— Begin Reading passage —

Destructive trends are eroding the institutions in which we work, said speakers at the AFT's annual higher education issues conference, held in Chicago, April 12-14. These trends include the privatization of public services, the growth of the contingent workforce, the circumvention of shared governance and, in general, the attempt to offer education "on the cheap," as AFT vice president William Scheuerman put it in his opening remarks.
The conference sessions on the theme, "Getting Results: Strengthening Our Union and Advancing the Academy," gave the nearly 300 participants a chance to reflect on ways to respond and do battle. "Either we stand up and fight, or we lay down and let them run us over," said AFT secretary-treasurer Ed McElroy.
"This is a difficult time to be a public employee," said Columbia University professor Elliott D. Sclar, the conference's distinguished Irwin Polishook Lecturer. He is the author of The Economics of Privatization: You Don't Always Get What You Pay For. "We live in an era when public work is presumed to be incompetent, unless it is proved otherwise," he said. He then outlined arguments the audience could use as weapons to buck the errant conventional wisdom of "private means good, public means bad."

— End Reading passage —

• Tasks to carry out:
- A) Please repeat the part of the conference article between "Destructive trends are" and "secretary-treasurer Ed McElroy.", inclusive.
- B) Report how many lines in the entries contain the string "referee", treating case as significant. Give only the number.

— Begin Information provided —

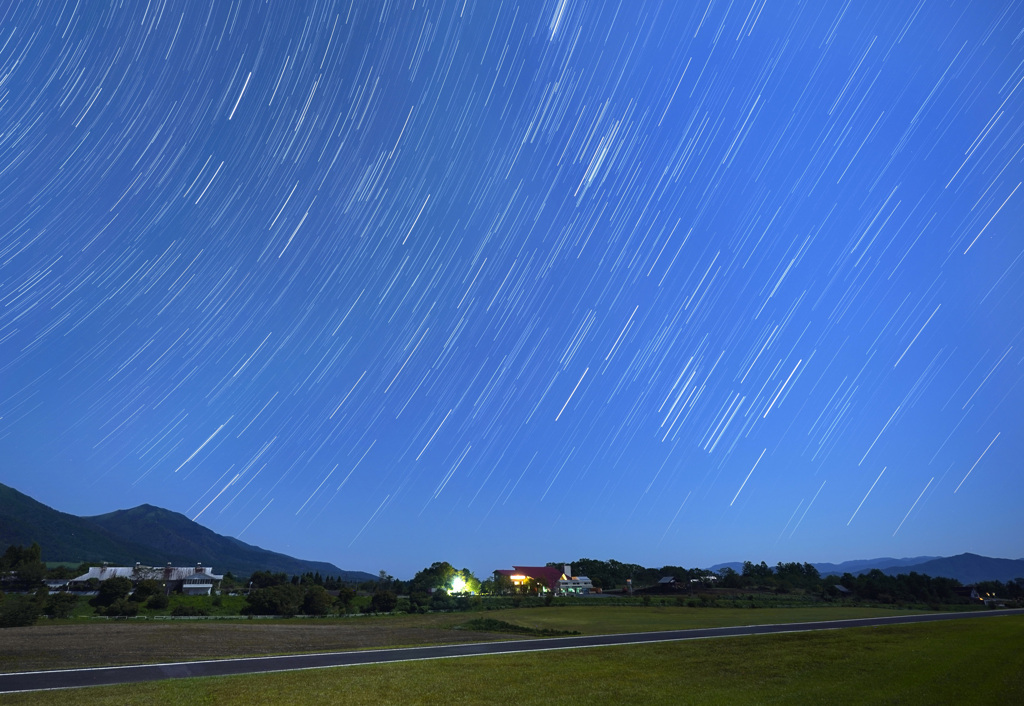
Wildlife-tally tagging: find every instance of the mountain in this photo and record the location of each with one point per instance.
(146, 534)
(966, 568)
(862, 566)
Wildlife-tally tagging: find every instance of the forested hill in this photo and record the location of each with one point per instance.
(146, 534)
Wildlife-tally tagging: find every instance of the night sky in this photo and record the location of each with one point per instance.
(390, 283)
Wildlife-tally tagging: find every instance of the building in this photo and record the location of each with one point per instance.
(198, 580)
(549, 579)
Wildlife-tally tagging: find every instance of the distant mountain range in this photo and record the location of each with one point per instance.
(145, 534)
(966, 568)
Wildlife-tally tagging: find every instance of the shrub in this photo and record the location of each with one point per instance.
(383, 601)
(122, 608)
(158, 603)
(60, 605)
(183, 611)
(112, 590)
(17, 611)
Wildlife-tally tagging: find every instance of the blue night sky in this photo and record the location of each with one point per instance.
(390, 283)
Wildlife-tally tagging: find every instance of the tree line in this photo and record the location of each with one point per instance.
(24, 595)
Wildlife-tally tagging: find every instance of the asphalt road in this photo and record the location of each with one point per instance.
(72, 678)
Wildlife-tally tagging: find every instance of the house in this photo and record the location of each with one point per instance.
(198, 580)
(549, 579)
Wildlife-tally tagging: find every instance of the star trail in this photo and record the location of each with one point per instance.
(394, 282)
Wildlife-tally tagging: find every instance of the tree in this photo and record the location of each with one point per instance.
(437, 575)
(18, 611)
(283, 599)
(383, 601)
(111, 590)
(344, 599)
(121, 608)
(316, 600)
(27, 566)
(146, 588)
(265, 579)
(60, 605)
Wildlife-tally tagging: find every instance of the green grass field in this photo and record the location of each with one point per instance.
(973, 661)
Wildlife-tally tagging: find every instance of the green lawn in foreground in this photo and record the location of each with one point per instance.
(972, 661)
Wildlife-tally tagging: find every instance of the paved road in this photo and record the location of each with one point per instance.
(71, 678)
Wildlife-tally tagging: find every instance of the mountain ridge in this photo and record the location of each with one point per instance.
(966, 568)
(146, 534)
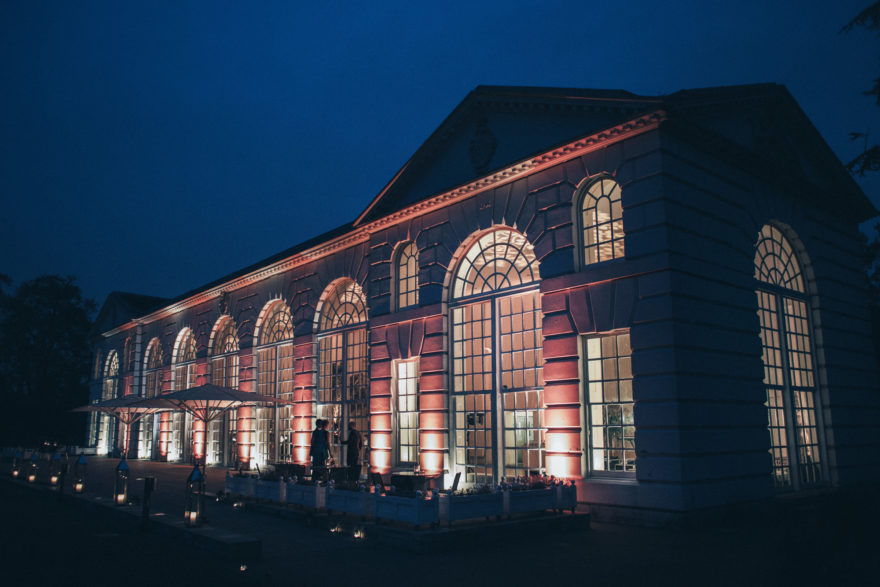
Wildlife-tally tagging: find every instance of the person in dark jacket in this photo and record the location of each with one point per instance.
(319, 450)
(354, 447)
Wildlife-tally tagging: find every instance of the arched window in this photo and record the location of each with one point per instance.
(152, 388)
(601, 220)
(343, 376)
(184, 360)
(274, 378)
(497, 360)
(224, 372)
(152, 372)
(406, 275)
(128, 356)
(109, 390)
(175, 427)
(789, 364)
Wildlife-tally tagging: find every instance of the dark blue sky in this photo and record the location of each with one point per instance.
(155, 146)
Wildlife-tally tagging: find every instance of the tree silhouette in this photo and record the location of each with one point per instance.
(44, 360)
(869, 159)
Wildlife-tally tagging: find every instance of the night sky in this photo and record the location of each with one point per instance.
(155, 146)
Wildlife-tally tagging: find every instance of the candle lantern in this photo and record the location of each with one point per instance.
(55, 470)
(16, 464)
(34, 466)
(120, 486)
(195, 487)
(79, 474)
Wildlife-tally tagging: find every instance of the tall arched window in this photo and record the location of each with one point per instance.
(109, 390)
(343, 376)
(789, 364)
(497, 360)
(175, 427)
(224, 372)
(406, 275)
(152, 388)
(275, 378)
(601, 220)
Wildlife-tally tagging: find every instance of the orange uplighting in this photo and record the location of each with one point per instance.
(432, 462)
(164, 433)
(380, 460)
(245, 434)
(198, 439)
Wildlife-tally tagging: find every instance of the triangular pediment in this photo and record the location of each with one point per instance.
(120, 307)
(495, 127)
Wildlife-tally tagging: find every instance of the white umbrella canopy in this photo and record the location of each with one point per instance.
(208, 402)
(128, 409)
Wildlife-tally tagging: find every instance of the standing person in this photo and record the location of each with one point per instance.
(319, 449)
(355, 444)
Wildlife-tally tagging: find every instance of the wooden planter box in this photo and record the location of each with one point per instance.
(244, 486)
(566, 497)
(467, 507)
(313, 496)
(530, 500)
(358, 503)
(270, 490)
(411, 510)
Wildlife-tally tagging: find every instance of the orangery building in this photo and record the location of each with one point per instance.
(661, 298)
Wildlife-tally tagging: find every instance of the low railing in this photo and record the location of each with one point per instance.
(417, 510)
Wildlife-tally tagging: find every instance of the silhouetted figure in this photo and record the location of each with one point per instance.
(319, 450)
(355, 445)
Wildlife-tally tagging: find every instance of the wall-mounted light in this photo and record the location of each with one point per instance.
(195, 488)
(120, 485)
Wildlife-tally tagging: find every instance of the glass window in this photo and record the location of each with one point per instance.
(406, 267)
(610, 403)
(602, 221)
(109, 390)
(275, 379)
(497, 362)
(224, 372)
(407, 410)
(789, 379)
(343, 365)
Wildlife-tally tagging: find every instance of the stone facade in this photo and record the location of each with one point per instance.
(700, 173)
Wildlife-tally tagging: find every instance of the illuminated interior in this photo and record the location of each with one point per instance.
(224, 372)
(274, 440)
(109, 390)
(602, 221)
(610, 401)
(496, 360)
(788, 363)
(407, 266)
(343, 391)
(407, 411)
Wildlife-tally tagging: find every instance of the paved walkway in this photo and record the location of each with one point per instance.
(831, 540)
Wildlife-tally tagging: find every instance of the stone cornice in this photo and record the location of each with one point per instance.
(362, 233)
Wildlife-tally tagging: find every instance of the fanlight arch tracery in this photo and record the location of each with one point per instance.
(496, 354)
(343, 388)
(601, 221)
(497, 260)
(789, 363)
(406, 275)
(775, 260)
(344, 304)
(276, 325)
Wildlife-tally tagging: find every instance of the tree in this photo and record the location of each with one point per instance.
(44, 359)
(869, 159)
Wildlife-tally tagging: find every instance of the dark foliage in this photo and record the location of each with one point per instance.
(44, 360)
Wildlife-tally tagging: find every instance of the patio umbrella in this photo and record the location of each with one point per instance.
(208, 402)
(128, 409)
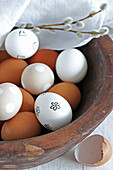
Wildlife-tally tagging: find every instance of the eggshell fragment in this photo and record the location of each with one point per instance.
(21, 126)
(28, 101)
(37, 78)
(10, 100)
(11, 70)
(93, 151)
(69, 91)
(45, 56)
(4, 56)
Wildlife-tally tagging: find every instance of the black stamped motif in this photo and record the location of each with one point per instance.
(55, 106)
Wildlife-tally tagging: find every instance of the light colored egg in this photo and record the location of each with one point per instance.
(69, 91)
(23, 125)
(11, 70)
(10, 100)
(53, 111)
(37, 78)
(28, 101)
(93, 151)
(71, 65)
(21, 43)
(45, 56)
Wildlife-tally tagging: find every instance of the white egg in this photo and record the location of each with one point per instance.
(37, 78)
(53, 111)
(10, 100)
(71, 65)
(21, 43)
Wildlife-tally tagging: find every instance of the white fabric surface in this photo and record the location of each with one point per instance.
(68, 162)
(17, 11)
(49, 12)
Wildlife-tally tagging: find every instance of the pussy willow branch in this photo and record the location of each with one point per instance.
(61, 29)
(74, 22)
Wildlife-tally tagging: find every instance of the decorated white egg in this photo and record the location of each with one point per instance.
(53, 111)
(21, 43)
(37, 78)
(10, 100)
(71, 65)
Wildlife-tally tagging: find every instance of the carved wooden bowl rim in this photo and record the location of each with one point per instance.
(44, 148)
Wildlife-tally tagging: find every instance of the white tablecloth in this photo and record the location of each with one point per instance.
(66, 161)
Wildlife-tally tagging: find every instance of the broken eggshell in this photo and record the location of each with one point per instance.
(93, 151)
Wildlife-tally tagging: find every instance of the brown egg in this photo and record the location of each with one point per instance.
(45, 56)
(4, 56)
(22, 125)
(28, 101)
(11, 70)
(69, 91)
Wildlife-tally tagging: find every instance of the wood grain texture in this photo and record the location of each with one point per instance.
(96, 103)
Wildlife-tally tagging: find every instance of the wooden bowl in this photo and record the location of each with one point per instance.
(96, 103)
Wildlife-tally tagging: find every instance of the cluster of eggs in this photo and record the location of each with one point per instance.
(29, 97)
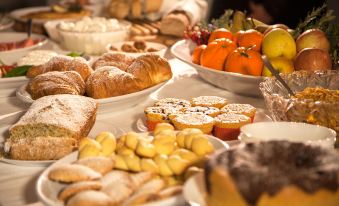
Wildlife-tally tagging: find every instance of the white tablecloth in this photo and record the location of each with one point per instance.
(17, 183)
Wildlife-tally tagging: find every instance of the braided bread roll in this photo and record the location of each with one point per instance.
(128, 77)
(62, 63)
(51, 83)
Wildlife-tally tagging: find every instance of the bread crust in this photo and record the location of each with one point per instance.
(68, 82)
(121, 75)
(62, 63)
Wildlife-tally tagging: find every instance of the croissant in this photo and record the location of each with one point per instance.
(113, 59)
(68, 82)
(143, 72)
(62, 63)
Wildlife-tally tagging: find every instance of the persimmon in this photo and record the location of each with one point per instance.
(216, 52)
(244, 61)
(197, 53)
(250, 38)
(220, 33)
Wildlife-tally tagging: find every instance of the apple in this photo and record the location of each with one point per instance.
(274, 26)
(282, 64)
(279, 43)
(313, 38)
(313, 59)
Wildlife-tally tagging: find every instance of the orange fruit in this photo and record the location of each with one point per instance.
(197, 53)
(250, 38)
(244, 61)
(216, 52)
(220, 33)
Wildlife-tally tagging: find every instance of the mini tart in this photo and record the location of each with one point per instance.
(210, 111)
(209, 101)
(227, 125)
(172, 102)
(200, 121)
(155, 115)
(245, 109)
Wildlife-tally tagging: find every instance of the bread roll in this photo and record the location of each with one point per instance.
(40, 148)
(62, 63)
(63, 116)
(174, 24)
(143, 72)
(68, 82)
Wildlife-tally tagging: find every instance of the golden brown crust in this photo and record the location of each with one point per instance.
(209, 101)
(69, 173)
(99, 164)
(120, 61)
(145, 71)
(90, 198)
(231, 120)
(41, 148)
(68, 82)
(77, 187)
(203, 122)
(62, 63)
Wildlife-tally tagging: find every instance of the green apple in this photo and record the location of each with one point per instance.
(282, 64)
(279, 43)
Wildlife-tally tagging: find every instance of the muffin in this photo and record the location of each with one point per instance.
(210, 111)
(274, 173)
(209, 101)
(227, 125)
(155, 115)
(245, 109)
(172, 102)
(199, 121)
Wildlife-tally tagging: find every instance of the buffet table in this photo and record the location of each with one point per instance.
(17, 183)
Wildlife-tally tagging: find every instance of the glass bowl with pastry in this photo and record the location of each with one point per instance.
(134, 169)
(137, 48)
(316, 99)
(211, 114)
(92, 34)
(267, 173)
(115, 80)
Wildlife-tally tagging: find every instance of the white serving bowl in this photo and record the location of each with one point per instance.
(160, 47)
(290, 131)
(93, 43)
(237, 83)
(10, 57)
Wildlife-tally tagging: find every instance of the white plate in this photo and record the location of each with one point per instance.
(237, 83)
(106, 104)
(260, 116)
(6, 121)
(48, 190)
(10, 57)
(194, 190)
(160, 47)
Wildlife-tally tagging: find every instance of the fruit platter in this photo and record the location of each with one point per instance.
(95, 110)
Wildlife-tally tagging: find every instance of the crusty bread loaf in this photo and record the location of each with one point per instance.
(68, 82)
(40, 148)
(64, 116)
(62, 63)
(174, 24)
(143, 72)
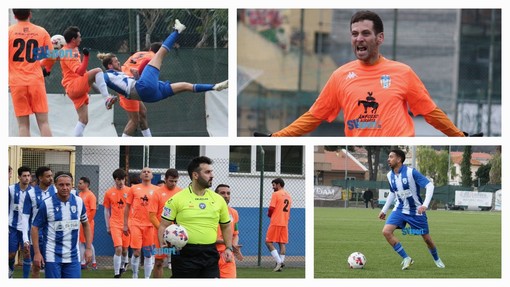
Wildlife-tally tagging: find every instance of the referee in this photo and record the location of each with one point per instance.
(199, 210)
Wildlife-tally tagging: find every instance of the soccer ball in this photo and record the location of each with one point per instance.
(357, 260)
(58, 41)
(176, 235)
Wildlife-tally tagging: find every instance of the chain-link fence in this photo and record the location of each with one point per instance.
(251, 188)
(199, 56)
(455, 52)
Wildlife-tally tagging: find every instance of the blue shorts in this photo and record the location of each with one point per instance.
(15, 239)
(62, 270)
(150, 89)
(418, 223)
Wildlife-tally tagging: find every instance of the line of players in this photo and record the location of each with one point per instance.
(128, 216)
(27, 43)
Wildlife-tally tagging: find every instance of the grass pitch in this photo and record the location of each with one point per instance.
(469, 243)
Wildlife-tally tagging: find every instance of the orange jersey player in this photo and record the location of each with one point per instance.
(278, 231)
(228, 269)
(140, 227)
(27, 42)
(161, 196)
(114, 204)
(77, 81)
(374, 93)
(90, 202)
(136, 110)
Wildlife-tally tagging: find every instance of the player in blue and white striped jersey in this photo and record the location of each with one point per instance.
(33, 200)
(60, 217)
(17, 193)
(405, 183)
(146, 86)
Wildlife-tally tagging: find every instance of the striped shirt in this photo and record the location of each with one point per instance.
(405, 185)
(33, 200)
(120, 82)
(60, 222)
(16, 200)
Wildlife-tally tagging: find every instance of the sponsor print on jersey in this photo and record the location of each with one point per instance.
(385, 81)
(368, 119)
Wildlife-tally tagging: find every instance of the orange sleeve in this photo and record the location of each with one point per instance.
(303, 125)
(438, 119)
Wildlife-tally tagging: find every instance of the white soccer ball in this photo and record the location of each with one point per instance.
(176, 235)
(58, 41)
(357, 260)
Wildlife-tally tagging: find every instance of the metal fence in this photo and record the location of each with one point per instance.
(249, 198)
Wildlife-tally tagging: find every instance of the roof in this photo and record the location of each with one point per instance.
(339, 160)
(477, 158)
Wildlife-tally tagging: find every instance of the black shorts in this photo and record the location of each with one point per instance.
(196, 261)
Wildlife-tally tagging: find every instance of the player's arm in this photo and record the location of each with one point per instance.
(305, 124)
(83, 66)
(47, 64)
(153, 219)
(161, 231)
(438, 119)
(226, 230)
(389, 200)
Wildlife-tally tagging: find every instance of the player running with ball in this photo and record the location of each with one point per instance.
(405, 183)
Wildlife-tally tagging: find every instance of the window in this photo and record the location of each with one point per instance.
(269, 159)
(159, 157)
(240, 159)
(291, 159)
(184, 154)
(277, 159)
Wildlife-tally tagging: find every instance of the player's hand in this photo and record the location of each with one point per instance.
(473, 135)
(237, 252)
(88, 255)
(38, 260)
(45, 72)
(229, 255)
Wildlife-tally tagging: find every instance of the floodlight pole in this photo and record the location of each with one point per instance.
(261, 200)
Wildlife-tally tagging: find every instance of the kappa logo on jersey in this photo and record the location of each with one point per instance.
(351, 75)
(144, 200)
(385, 81)
(369, 119)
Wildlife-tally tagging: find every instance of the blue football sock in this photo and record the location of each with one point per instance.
(170, 40)
(433, 251)
(198, 88)
(26, 267)
(400, 250)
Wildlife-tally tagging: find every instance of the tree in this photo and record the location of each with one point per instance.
(482, 175)
(465, 167)
(495, 172)
(433, 164)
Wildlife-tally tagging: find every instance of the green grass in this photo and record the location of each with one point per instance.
(252, 272)
(469, 243)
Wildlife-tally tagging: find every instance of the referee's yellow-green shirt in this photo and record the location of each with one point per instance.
(200, 215)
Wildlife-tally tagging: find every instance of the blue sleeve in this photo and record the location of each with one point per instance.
(420, 179)
(27, 204)
(40, 219)
(83, 215)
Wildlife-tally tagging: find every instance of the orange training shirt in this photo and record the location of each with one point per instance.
(375, 99)
(26, 40)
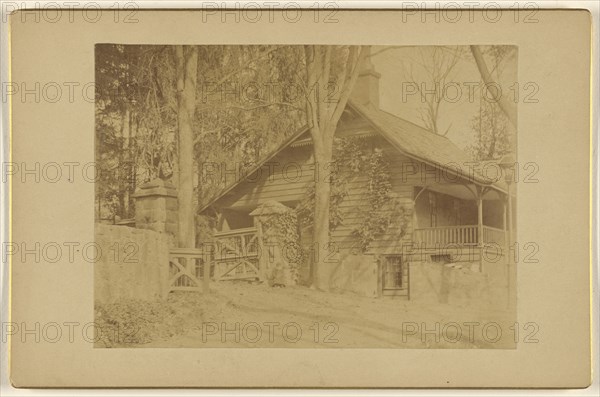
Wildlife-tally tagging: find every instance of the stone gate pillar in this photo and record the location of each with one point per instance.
(156, 207)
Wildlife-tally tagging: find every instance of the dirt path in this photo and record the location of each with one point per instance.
(245, 315)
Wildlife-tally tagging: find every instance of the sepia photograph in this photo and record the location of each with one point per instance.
(299, 199)
(306, 196)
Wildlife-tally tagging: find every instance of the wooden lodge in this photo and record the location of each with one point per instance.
(455, 210)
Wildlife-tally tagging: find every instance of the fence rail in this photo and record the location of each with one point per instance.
(463, 235)
(236, 254)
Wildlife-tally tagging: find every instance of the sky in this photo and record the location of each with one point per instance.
(459, 106)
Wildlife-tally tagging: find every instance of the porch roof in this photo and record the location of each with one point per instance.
(408, 138)
(421, 144)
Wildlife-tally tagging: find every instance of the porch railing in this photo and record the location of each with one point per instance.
(463, 235)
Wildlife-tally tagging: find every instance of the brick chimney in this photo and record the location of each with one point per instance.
(366, 90)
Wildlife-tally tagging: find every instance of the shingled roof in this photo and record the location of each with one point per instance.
(416, 141)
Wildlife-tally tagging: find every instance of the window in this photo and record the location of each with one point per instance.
(432, 209)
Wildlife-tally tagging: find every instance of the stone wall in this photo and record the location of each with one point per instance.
(357, 274)
(131, 263)
(459, 284)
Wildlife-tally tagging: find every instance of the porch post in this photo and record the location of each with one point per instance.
(480, 226)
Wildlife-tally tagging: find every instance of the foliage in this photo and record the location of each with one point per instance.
(384, 208)
(136, 114)
(347, 160)
(352, 158)
(492, 132)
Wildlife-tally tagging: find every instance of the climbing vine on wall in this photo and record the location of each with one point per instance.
(354, 157)
(285, 225)
(348, 157)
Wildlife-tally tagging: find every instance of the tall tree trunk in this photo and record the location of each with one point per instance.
(323, 151)
(509, 108)
(187, 63)
(323, 116)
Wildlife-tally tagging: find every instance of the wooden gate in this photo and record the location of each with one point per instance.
(189, 270)
(236, 255)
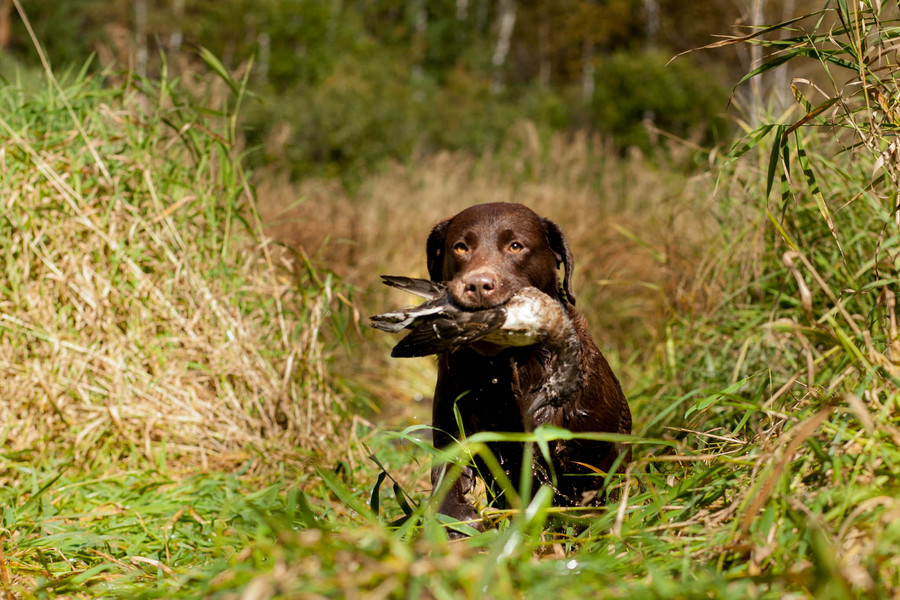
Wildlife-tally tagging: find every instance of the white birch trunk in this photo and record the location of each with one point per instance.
(507, 22)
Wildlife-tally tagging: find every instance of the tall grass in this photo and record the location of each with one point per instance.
(141, 313)
(765, 391)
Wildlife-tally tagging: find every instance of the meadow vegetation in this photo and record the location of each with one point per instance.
(190, 410)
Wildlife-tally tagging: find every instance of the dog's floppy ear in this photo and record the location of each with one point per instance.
(560, 247)
(434, 250)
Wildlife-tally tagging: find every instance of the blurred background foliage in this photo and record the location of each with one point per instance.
(340, 86)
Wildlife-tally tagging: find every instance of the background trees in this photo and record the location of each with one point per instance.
(346, 84)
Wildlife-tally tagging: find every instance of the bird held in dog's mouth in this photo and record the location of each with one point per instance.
(439, 325)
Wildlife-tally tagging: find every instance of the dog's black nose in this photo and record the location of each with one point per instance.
(480, 287)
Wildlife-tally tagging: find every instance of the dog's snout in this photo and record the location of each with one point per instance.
(480, 287)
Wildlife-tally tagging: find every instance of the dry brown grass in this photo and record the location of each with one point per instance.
(638, 234)
(135, 309)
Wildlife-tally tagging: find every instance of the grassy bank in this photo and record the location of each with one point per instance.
(170, 422)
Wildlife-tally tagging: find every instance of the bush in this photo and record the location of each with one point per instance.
(678, 97)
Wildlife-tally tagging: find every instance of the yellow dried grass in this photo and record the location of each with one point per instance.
(134, 311)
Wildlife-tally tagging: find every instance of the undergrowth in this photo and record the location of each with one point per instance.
(766, 453)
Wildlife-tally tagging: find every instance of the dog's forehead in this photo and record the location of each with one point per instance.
(496, 218)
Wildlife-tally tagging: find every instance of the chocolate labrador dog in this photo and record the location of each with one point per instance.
(485, 255)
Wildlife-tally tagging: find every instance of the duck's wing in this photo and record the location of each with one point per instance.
(447, 331)
(420, 287)
(398, 320)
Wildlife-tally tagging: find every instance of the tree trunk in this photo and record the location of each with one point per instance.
(544, 47)
(507, 22)
(177, 36)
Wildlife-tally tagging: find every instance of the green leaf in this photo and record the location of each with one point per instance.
(213, 63)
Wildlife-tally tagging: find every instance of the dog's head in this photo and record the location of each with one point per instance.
(488, 252)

— End Information provided —

• Answers:
- A)
Destructive trends are eroding the institutions in which we work, said speakers at the AFT's annual higher education issues conference, held in Chicago, April 12-14. These trends include the privatization of public services, the growth of the contingent workforce, the circumvention of shared governance and, in general, the attempt to offer education "on the cheap," as AFT vice president William Scheuerman put it in his opening remarks.
The conference sessions on the theme, "Getting Results: Strengthening Our Union and Advancing the Academy," gave the nearly 300 participants a chance to reflect on ways to respond and do battle. "Either we stand up and fight, or we lay down and let them run us over," said AFT secretary-treasurer Ed McElroy.

- B) 2